The last time we sat down and spoke with Broc Tickle about the status of his suspension from racing, he had just received the positive result of his B sample and his contract with Red Bull KTM had been terminated. It’s been over six months since that conversation and for the time being, there continues to be no further communication from WADA as to when he’ll actually have a hearing date and sentencing. Until that day comes, though, he remains provisionally suspended and unable to race at any level. With so much time and so few answers, we were curious to know what Tickle has been up to and where he sees things going from here.
Alright, let’s just start with the topic everyone wants to know about. Where are you at right now and what’s the latest with your situation?
Not much has changed since the last time I did an interview. I still don’t have a hearing date. With that being said, I had an opportunity come up about two weeks ago. Marshal Welton contacted me and to make a long story short, he was going to race again in Europe in the EMX class, but they changed the rules and it bumped him out to where he couldn’t stay over there and race. We had lunch and it got brought up that he and his dad thought it would be good if I helped him out. I asked what they were looking for and basically, they needed a riding coach, help with training on and off the bike, diet advice, and help with contacting some sponsors to get him through the year. We’re planning on the East Coast region. I sent them a proposal and the next day got the call and we’re all ready to go, so he’ll be here on the 12th of November. That’ll start this three-month chapter and it could turn into more obviously, but for now, it’ll just be until the East Coast starts. It’ll be a cool experience for me – it’s not about me, it’s about what’s best for him at this point – but that’ll be something cool for me to do and to give back. I still enjoy doing this stuff and I’ll still be doing my normal routine at this time of year, but through him. Ultimately, I’m looking forward to it and I know it’ll keep me busy. I wouldn’t say it’s going to be easy by any means to be the best I can at it, but I have a good shot at it and with all of the knowledge I have over the years working with multiple trainers and riding different bikes, it’ll be good. I’ll probably even try to ride the bike a little bit and guide him in the right direction. It’ll be a full package deal from A-Z.

——————————

• WORK TO DO
A: Return each line of the records that contains the string "floor", matching case exactly.
B: Go on with the interview with Broc Tickle about his suspension, picking up after its final sentence.

• RECORDS TO PROCESS
——————————

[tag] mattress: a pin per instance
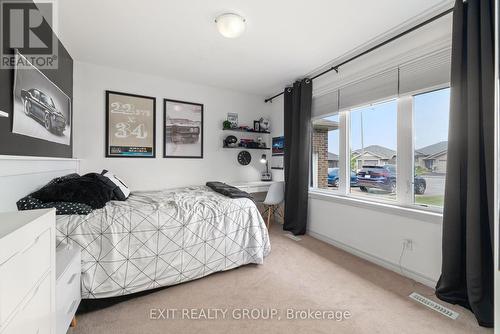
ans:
(162, 238)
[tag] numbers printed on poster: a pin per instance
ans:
(128, 128)
(124, 131)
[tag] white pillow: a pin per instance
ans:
(122, 191)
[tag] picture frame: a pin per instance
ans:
(41, 109)
(182, 129)
(256, 126)
(130, 125)
(233, 119)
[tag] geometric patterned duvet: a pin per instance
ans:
(161, 238)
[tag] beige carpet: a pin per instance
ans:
(307, 274)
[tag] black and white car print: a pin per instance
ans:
(41, 107)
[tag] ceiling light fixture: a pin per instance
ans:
(230, 25)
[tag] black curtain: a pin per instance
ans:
(467, 269)
(297, 121)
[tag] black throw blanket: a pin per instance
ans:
(92, 189)
(227, 190)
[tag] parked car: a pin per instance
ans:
(384, 177)
(333, 177)
(41, 107)
(181, 131)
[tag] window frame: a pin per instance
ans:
(405, 193)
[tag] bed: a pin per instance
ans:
(162, 238)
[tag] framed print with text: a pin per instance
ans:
(130, 125)
(182, 129)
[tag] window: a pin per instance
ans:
(431, 113)
(373, 139)
(325, 153)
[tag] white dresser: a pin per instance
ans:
(27, 272)
(68, 292)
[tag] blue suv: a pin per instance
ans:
(333, 177)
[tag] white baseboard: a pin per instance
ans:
(377, 260)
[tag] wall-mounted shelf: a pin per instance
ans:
(248, 148)
(246, 130)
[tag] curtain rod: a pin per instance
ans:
(336, 67)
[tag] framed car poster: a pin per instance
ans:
(130, 125)
(183, 129)
(41, 109)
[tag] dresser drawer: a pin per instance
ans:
(34, 317)
(19, 273)
(68, 291)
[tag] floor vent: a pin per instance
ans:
(291, 236)
(434, 306)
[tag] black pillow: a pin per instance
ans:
(62, 208)
(92, 189)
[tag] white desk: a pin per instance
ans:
(253, 186)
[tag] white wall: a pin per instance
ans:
(377, 235)
(90, 84)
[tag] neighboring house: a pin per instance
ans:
(320, 155)
(333, 160)
(432, 157)
(374, 155)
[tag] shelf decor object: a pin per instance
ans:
(249, 130)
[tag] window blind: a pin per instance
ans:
(325, 104)
(426, 72)
(375, 88)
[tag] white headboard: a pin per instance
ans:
(20, 176)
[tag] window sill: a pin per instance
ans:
(409, 212)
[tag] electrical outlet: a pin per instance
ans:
(408, 244)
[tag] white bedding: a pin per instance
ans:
(163, 238)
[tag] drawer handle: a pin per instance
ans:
(32, 296)
(32, 244)
(72, 278)
(71, 307)
(10, 258)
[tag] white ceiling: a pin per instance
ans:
(284, 40)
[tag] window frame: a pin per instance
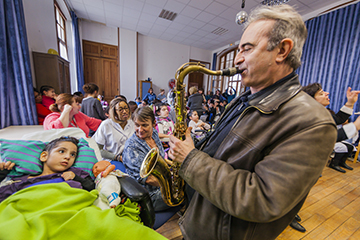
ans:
(60, 42)
(225, 60)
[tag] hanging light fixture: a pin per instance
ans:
(273, 2)
(242, 16)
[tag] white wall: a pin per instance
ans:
(128, 63)
(41, 32)
(40, 27)
(159, 60)
(97, 32)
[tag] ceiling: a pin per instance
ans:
(195, 20)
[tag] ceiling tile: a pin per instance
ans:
(129, 19)
(177, 26)
(200, 4)
(151, 9)
(116, 16)
(183, 1)
(134, 4)
(110, 7)
(205, 17)
(163, 22)
(174, 6)
(94, 3)
(158, 28)
(119, 2)
(182, 19)
(218, 21)
(95, 10)
(158, 3)
(215, 8)
(148, 17)
(229, 14)
(131, 12)
(189, 29)
(190, 11)
(196, 23)
(229, 3)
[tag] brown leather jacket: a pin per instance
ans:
(262, 171)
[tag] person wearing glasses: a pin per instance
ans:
(114, 131)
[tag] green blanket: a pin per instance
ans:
(57, 211)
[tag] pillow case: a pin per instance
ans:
(26, 153)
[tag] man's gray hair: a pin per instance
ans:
(288, 24)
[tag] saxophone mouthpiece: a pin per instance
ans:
(231, 71)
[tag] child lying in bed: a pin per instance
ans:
(58, 157)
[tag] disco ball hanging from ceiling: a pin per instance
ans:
(274, 2)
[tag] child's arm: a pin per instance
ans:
(87, 183)
(5, 168)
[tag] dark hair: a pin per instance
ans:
(54, 143)
(45, 88)
(143, 114)
(132, 105)
(61, 100)
(106, 110)
(158, 106)
(78, 94)
(191, 112)
(112, 112)
(121, 96)
(78, 98)
(90, 88)
(312, 89)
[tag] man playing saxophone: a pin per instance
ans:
(269, 147)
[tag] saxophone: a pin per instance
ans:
(172, 186)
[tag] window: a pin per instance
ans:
(61, 32)
(226, 60)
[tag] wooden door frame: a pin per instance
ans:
(207, 65)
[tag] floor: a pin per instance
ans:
(331, 211)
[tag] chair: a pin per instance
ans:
(137, 193)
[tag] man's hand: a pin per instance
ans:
(151, 180)
(352, 97)
(6, 165)
(67, 108)
(69, 175)
(180, 149)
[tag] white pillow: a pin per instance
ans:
(48, 135)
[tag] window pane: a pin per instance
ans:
(63, 52)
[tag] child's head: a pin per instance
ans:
(161, 110)
(91, 88)
(48, 91)
(59, 155)
(193, 115)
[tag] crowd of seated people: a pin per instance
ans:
(125, 128)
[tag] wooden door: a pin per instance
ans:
(93, 70)
(110, 79)
(101, 67)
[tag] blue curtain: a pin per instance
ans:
(331, 54)
(78, 54)
(17, 102)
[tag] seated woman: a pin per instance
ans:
(66, 114)
(114, 131)
(41, 110)
(58, 157)
(137, 146)
(48, 95)
(342, 150)
(196, 124)
(164, 125)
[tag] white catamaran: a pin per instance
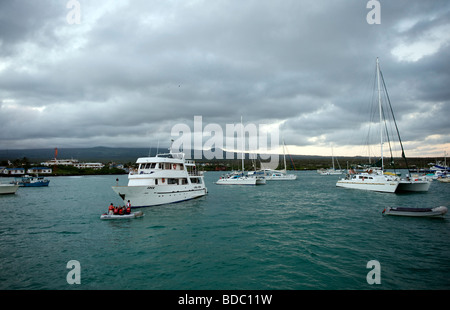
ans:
(373, 180)
(383, 181)
(165, 178)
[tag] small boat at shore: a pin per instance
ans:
(30, 181)
(416, 212)
(444, 180)
(6, 189)
(132, 215)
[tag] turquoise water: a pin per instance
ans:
(293, 235)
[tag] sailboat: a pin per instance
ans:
(376, 179)
(278, 175)
(239, 178)
(330, 171)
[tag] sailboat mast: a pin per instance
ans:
(243, 145)
(381, 117)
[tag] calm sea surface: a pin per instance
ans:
(292, 235)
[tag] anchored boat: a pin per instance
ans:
(165, 178)
(8, 188)
(120, 217)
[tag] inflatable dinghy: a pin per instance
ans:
(418, 212)
(120, 217)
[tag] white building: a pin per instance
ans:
(72, 162)
(89, 165)
(40, 170)
(13, 171)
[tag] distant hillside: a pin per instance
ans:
(129, 155)
(95, 154)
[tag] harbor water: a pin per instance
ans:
(286, 235)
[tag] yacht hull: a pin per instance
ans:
(413, 186)
(147, 196)
(386, 187)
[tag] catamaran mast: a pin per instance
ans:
(381, 117)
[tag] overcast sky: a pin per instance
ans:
(131, 70)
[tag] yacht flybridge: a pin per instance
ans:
(165, 178)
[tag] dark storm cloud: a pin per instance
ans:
(131, 70)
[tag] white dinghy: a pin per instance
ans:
(416, 212)
(121, 217)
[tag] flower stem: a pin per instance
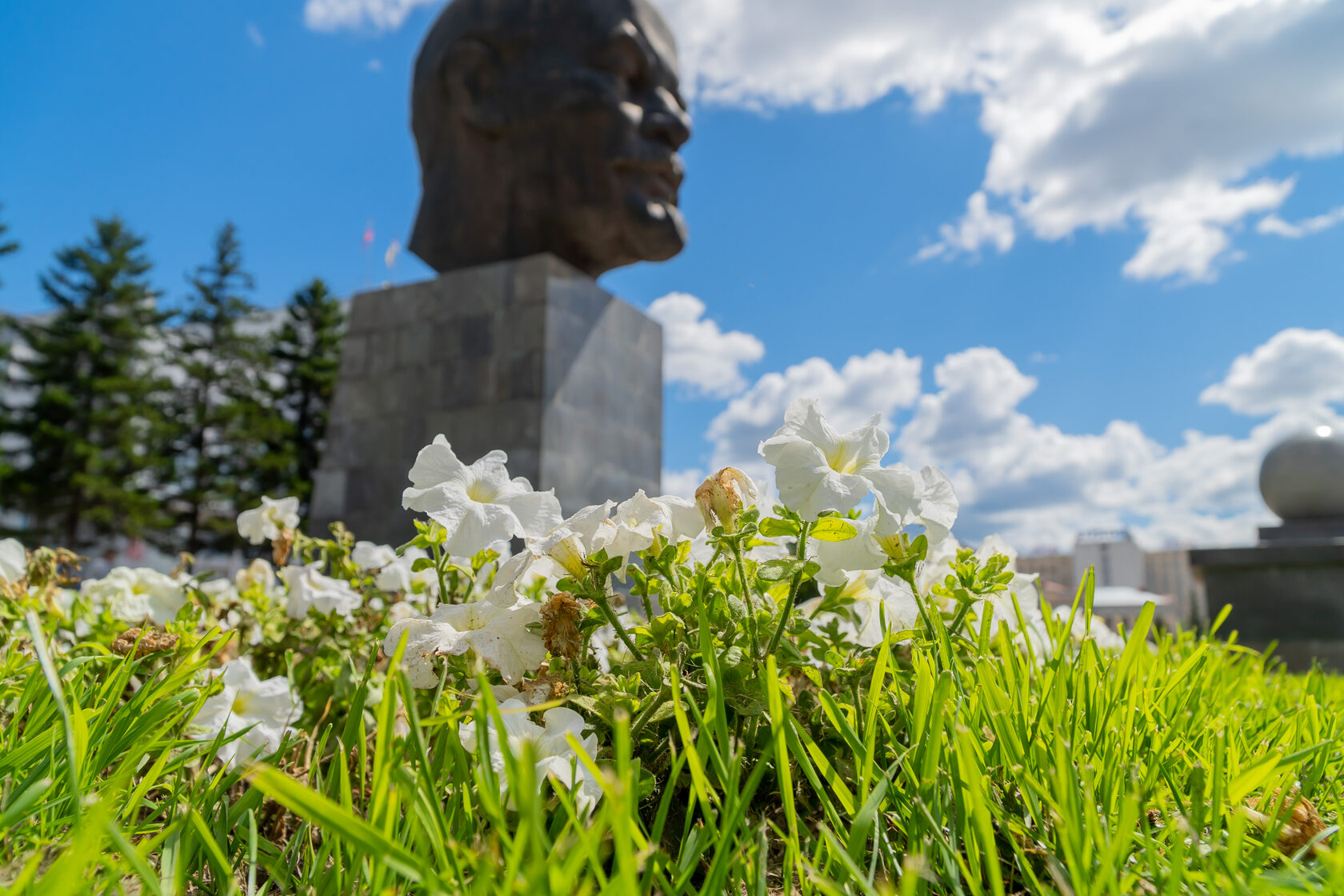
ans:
(600, 597)
(746, 591)
(794, 591)
(442, 585)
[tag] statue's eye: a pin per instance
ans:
(626, 59)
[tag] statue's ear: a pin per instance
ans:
(470, 75)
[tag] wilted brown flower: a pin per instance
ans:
(561, 619)
(154, 641)
(722, 498)
(185, 563)
(281, 546)
(1302, 825)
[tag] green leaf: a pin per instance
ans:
(832, 528)
(776, 528)
(778, 570)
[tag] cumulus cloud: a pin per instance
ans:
(682, 482)
(1101, 113)
(978, 227)
(1294, 370)
(697, 352)
(381, 15)
(1038, 484)
(1306, 227)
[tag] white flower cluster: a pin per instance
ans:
(262, 711)
(478, 506)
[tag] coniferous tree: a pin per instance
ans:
(93, 390)
(306, 359)
(7, 246)
(217, 405)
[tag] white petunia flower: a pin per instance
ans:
(394, 573)
(638, 518)
(874, 595)
(134, 595)
(839, 559)
(932, 504)
(570, 543)
(494, 630)
(256, 574)
(264, 708)
(551, 749)
(310, 589)
(265, 523)
(478, 504)
(1105, 637)
(818, 469)
(14, 561)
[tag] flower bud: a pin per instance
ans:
(567, 550)
(723, 496)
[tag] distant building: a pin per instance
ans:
(1113, 555)
(1128, 574)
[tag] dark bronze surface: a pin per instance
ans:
(549, 126)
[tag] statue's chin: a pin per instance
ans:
(658, 231)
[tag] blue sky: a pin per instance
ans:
(814, 180)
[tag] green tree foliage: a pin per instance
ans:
(218, 410)
(7, 246)
(90, 407)
(306, 358)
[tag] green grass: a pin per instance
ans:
(938, 765)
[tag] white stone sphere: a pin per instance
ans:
(1302, 476)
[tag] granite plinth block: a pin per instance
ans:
(529, 356)
(1285, 591)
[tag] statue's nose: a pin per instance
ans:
(666, 120)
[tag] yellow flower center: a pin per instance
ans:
(480, 492)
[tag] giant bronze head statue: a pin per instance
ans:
(549, 126)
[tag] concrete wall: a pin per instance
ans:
(529, 356)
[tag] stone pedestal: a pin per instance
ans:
(529, 356)
(1290, 586)
(1280, 590)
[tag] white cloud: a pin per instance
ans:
(697, 352)
(1306, 227)
(875, 383)
(1039, 486)
(978, 227)
(381, 15)
(1101, 113)
(682, 482)
(1033, 481)
(1294, 370)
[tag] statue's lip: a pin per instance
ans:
(662, 175)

——————————

• FINAL ANSWERS
A:
[tag] floor vent: a pin per instance
[tag] floor: a pin per instance

B:
Is that something you see as a potential avenue for you in the future regardless of the outcome of the suspension?
Yeah, I still want to race and I feel like I’m not done. I mean, if I wasn’t riding good and it was kind of written on the wall, then it’d make sense, but I feel like I’m riding well enough that it’s not time yet. With that said, I’ll use this as an opportunity to give back and do the things that I enjoy doing, and hopefully, in that time I find out more about my case and can make a decision for myself and what I’m going to do. At a certain point it’s going to be either the suspension is too long to race here in the states and I’ll head North to Canada and finish my career there or I’ll come back and race here. Like you said, doing something of this nature and helping someone like this is so that I can see if it’s something I want to do after I’m done. It’ll be fun and I’m looking forward to starting with him. For the time being, I haven’t ridden in a month now. I might try to ride this weekend, but hopefully, I can get a bike setup so that I can ride with him and maybe along the way I’ll add a guy to ride with him on the side. I don’t want to take the focus away from Marshal because he’s the main concern, but if we can get a couple of guys to moto together it’d be pretty cool whether or not they’re all working with me. It’ll be a fun process. I’ve struggled from one side of the spectrum to the other, so I think I’m a good fit for understanding how different everybody is.
During this time off, you haven’t been able to race at all, but do you have any idea at all what your limitations are under the suspension?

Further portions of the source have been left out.